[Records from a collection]
········

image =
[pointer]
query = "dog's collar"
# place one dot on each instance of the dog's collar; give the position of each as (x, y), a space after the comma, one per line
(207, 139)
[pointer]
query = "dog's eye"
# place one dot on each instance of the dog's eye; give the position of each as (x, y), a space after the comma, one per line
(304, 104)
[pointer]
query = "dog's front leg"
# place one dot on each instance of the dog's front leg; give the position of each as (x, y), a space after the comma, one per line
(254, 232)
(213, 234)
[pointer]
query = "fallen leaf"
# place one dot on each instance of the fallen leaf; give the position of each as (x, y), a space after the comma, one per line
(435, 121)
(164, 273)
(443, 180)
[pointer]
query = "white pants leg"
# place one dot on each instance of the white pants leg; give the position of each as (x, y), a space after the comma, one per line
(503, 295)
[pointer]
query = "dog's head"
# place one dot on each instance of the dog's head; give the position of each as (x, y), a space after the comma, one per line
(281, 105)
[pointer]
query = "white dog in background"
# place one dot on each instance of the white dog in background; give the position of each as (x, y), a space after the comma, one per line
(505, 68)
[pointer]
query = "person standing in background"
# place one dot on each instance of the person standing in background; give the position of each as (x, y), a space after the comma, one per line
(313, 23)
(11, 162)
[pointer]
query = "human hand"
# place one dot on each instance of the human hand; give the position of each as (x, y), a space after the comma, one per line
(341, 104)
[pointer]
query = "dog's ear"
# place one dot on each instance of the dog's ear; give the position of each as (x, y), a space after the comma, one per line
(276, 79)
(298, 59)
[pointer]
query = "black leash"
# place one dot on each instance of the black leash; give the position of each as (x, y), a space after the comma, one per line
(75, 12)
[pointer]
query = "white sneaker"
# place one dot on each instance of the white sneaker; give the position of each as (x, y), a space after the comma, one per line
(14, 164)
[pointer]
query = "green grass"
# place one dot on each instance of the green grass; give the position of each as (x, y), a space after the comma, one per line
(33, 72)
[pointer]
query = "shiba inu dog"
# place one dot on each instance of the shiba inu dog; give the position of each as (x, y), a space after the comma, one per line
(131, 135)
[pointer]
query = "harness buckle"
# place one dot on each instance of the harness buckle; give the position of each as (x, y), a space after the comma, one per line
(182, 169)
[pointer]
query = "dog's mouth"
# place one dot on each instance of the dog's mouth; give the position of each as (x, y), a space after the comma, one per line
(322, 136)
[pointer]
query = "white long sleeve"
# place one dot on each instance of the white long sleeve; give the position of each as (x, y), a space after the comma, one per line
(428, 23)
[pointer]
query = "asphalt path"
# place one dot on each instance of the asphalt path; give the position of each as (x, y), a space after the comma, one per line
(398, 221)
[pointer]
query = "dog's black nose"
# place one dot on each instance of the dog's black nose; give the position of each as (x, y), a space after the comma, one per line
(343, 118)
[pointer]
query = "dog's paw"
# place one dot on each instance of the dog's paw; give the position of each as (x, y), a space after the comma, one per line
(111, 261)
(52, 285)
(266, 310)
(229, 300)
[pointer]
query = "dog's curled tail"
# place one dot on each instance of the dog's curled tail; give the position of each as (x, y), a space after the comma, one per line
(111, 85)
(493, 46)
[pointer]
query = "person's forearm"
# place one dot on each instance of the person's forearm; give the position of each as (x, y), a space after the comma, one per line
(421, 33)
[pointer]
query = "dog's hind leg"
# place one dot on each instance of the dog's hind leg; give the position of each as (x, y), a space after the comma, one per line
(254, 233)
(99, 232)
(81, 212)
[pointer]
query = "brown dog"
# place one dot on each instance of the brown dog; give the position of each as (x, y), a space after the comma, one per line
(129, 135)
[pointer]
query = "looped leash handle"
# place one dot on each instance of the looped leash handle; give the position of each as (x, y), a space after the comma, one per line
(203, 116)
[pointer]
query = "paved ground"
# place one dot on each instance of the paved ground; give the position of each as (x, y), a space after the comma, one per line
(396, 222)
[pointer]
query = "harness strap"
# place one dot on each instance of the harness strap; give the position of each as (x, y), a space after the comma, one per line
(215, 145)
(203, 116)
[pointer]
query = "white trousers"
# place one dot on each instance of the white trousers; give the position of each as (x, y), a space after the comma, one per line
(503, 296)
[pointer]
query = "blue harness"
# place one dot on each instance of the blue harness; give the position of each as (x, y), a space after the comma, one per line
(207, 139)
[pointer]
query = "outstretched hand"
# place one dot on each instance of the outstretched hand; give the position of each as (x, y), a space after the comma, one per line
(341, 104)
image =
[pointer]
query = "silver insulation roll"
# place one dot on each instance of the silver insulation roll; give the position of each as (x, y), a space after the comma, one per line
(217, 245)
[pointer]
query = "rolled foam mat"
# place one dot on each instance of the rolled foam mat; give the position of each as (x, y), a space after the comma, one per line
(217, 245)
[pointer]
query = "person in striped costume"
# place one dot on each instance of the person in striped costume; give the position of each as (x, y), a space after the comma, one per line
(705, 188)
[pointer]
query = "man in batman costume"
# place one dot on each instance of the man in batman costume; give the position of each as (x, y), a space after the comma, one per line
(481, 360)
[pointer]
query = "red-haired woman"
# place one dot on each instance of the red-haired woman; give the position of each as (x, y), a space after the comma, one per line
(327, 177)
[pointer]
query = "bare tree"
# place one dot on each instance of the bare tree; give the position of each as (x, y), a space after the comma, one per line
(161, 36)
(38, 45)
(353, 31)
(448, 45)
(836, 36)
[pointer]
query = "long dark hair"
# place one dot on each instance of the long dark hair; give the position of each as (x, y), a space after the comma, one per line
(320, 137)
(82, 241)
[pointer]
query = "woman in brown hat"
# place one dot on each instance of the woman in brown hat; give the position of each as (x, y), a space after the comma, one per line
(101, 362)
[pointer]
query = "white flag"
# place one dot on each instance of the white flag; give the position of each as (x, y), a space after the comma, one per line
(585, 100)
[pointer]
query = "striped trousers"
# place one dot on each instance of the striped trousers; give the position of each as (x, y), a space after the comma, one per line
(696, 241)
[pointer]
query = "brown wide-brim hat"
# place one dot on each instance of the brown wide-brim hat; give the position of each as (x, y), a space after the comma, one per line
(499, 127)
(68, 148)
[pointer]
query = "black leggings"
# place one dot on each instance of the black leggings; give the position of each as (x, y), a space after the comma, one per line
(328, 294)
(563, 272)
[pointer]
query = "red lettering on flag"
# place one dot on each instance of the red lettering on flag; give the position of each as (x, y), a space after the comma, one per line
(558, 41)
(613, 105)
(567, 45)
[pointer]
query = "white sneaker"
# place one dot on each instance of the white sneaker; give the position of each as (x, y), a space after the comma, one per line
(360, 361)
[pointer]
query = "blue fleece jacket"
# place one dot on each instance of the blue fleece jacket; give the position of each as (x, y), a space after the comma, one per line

········

All entries must be repeated verbatim.

**Exercise solution:**
image =
[pointer]
query = "dog's collar"
# place one dot on each instance of the dog's collar; give the position of each as (x, y), a space after the comma, one per line
(207, 139)
[pointer]
query = "dog's eye"
# place one dot on each instance of the dog's eye; give the position of each as (x, y), a space after the comma, one per line
(304, 104)
[pointer]
query = "dog's front leg"
# place one dot on each instance of the dog's front leg; give the position of each as (x, y), a space after the comma, one per line
(254, 232)
(213, 234)
[pointer]
query = "fallen leaf"
# place one dot on each instance of the fallen leaf; give the position of each as (x, y), a space after the comma, one per line
(435, 121)
(164, 273)
(443, 180)
[pointer]
query = "white pants leg"
# place one dot on each instance of the white pants leg; give the position of each as (x, y), a space after the comma, one per line
(503, 295)
[pointer]
query = "dog's head"
# place one dot on each instance of the dog's head; give the position of each as (x, y), a space after the comma, one per line
(281, 105)
[pointer]
query = "white dog in background"
# place one dot on each instance of the white dog in background; give the position of each as (x, y), a space after the comma, one per line
(505, 68)
[pointer]
query = "person standing in background"
# place one dot on each instance of the person standing in background; give the position of each as (x, y), a space after the comma, one per line
(313, 23)
(11, 162)
[pointer]
query = "human hand"
# place one dot on each instance of the human hand; give the position of each as (x, y), a space after the comma, one per line
(341, 104)
[pointer]
query = "dog's ear"
# place one dot on each instance of the dog's ear; give the position of each as (x, y), a space after the comma, one per line
(276, 79)
(298, 59)
[pointer]
query = "black leash"
# place one dot on each instance of the black leash; give the position of each as (x, y), a space after the comma, one per line
(75, 12)
[pointer]
query = "white sneaker"
# place one dot on each instance of the white sneaker; give the position of each as (x, y), a space after the comma, one per line
(14, 164)
[pointer]
query = "green grass"
# place one dot on each instance of the green grass; give the position of each as (x, y), a space after the comma, one per line
(33, 72)
[pointer]
query = "shiba inu dog"
# place one dot on each instance of the shiba inu dog; give the position of each as (x, y), a space after the comma, one per line
(131, 135)
[pointer]
query = "harness buckle"
# place one dot on each instance of the harness buckle; give the position of each as (x, y), a space after the comma, one per line
(182, 169)
[pointer]
query = "dog's mouth"
# place one dot on each instance of the dog's mouth; give the position of each as (x, y), a space after the comma, one per line
(322, 136)
[pointer]
query = "white long sleeve"
# place one dot on each instance of the white long sleeve; give the position of each as (x, y), a space after the comma, one per line
(428, 23)
[pointer]
query = "asphalt path"
# place one dot on each instance of the asphalt path; give the position of each as (x, y), a space after the comma, one per line
(398, 221)
[pointer]
query = "dog's black nose"
# place one dot on each instance of the dog's black nose; give the position of each as (x, y), a space after the comma, one per line
(343, 118)
[pointer]
query = "dog's paw"
# place one dot on each instance of the dog's paw; give the position of each as (x, y), a space after the comma, one per line
(111, 261)
(52, 285)
(266, 310)
(229, 300)
[pointer]
query = "dog's curled tail"
# place one dot on each instance of the dog's curled tail; give the position of each as (x, y), a space after the comma, one per line
(111, 85)
(493, 46)
[pointer]
query = "person's forearm"
# place one dot on each instance of the person's forearm; give the position of each as (x, y), a space after the comma, one per line
(421, 33)
[pointer]
query = "dog's hind leg"
# place one dot on each instance of the dog's hind leg; give the position of each as (x, y), a space after the comma, one per line
(254, 233)
(99, 232)
(81, 212)
[pointer]
query = "brown dog"
# place one dot on each instance of the brown dog; give the position of each as (x, y), a space after the comma, one per line
(129, 135)
[pointer]
query = "looped leash handle"
# place one dot on each instance of the looped leash handle; give the position of each as (x, y), a space after the comma, one per line
(203, 116)
[pointer]
query = "paved ground"
# place one dot on each instance of the paved ground; give the position of each as (x, y), a space after the comma, one per line
(396, 222)
[pointer]
query = "harness strap"
# place one dot on each instance of the harness strap; give the position of each as (x, y), a space after the comma, one per line
(215, 145)
(203, 116)
[pointer]
query = "white trousers"
# place one dot on each instance of the white trousers; give the position of each as (x, y), a space after the comma, one per line
(503, 296)
[pointer]
query = "blue harness"
# place one dot on each instance of the blue harness; give the position of each as (x, y), a space after the comma, one per line
(207, 139)
[pointer]
query = "outstretched hand"
# place one dot on each instance of the outstretched hand; give the position of each as (x, y), a space after the comma, one per line
(341, 104)
image =
[pointer]
query = "silver insulation roll"
# place one dot on each instance of the silver insulation roll; give the position of each as (x, y), a space after the comma, one per line
(217, 245)
[pointer]
query = "rolled foam mat"
# place one dot on each instance of the rolled foam mat; give the position of each as (x, y), a space after the comma, one per line
(217, 245)
[pointer]
query = "person in striped costume"
# place one dot on each instance of the person in striped costume; give the position of each as (x, y), a space after the comma, one per line
(705, 188)
[pointer]
query = "man in batman costume"
# place one dot on each instance of the man in batman costume; give the position of each as (x, y), a space after the comma, one per line
(481, 360)
[pointer]
query = "red-haired woman"
# place one dot on each instance of the red-haired woman; give the position of each as (x, y), a space after the comma, one per line
(327, 177)
[pointer]
query = "bare tree"
# place one dot on each instance of the bare tree; give the position of each as (x, y), a space after the comma, one per line
(161, 36)
(38, 45)
(353, 31)
(448, 45)
(836, 36)
[pointer]
query = "long dark hair"
# place one dot on each instance of the long dark hair; give the position of each as (x, y), a space after the comma, one per line
(320, 137)
(82, 241)
[pointer]
query = "woman in brown hat"
# place one dot on each instance of the woman in brown hat; give the position of each as (x, y), a space after the comma, one per line
(101, 362)
[pointer]
query = "white flag"
# place one dot on each instance of the white flag; give the position of each as (x, y), a space after the comma, one per line
(585, 100)
[pointer]
query = "striped trousers"
# place one dot on each instance of the striped trousers; give the position of each as (x, y), a space after the comma, one per line
(696, 241)
[pointer]
query = "brown wide-brim hat"
# place one dot on each instance of the brown wide-brim hat; give the position of each as (x, y), a space after the comma, one per line
(499, 127)
(68, 148)
[pointer]
query = "black leggings"
# place one dot on each instance of the black leggings; give the position of each as (x, y), a space after the comma, one per line
(328, 294)
(563, 272)
[pointer]
query = "red lettering on flag"
# place one dot on each instance of the red lettering on flag; give the position of each as (x, y), a space after the comma, one per line
(558, 41)
(613, 105)
(567, 45)
[pointer]
query = "white sneaker"
# place one dot on each instance of the white sneaker; give the position of each as (x, y), a space after the comma, one per line
(360, 361)
[pointer]
query = "blue fleece jacket"
# place one dot on each instance of the blue fleece jacket; give the position of each as (x, y), a space after the comma, one per line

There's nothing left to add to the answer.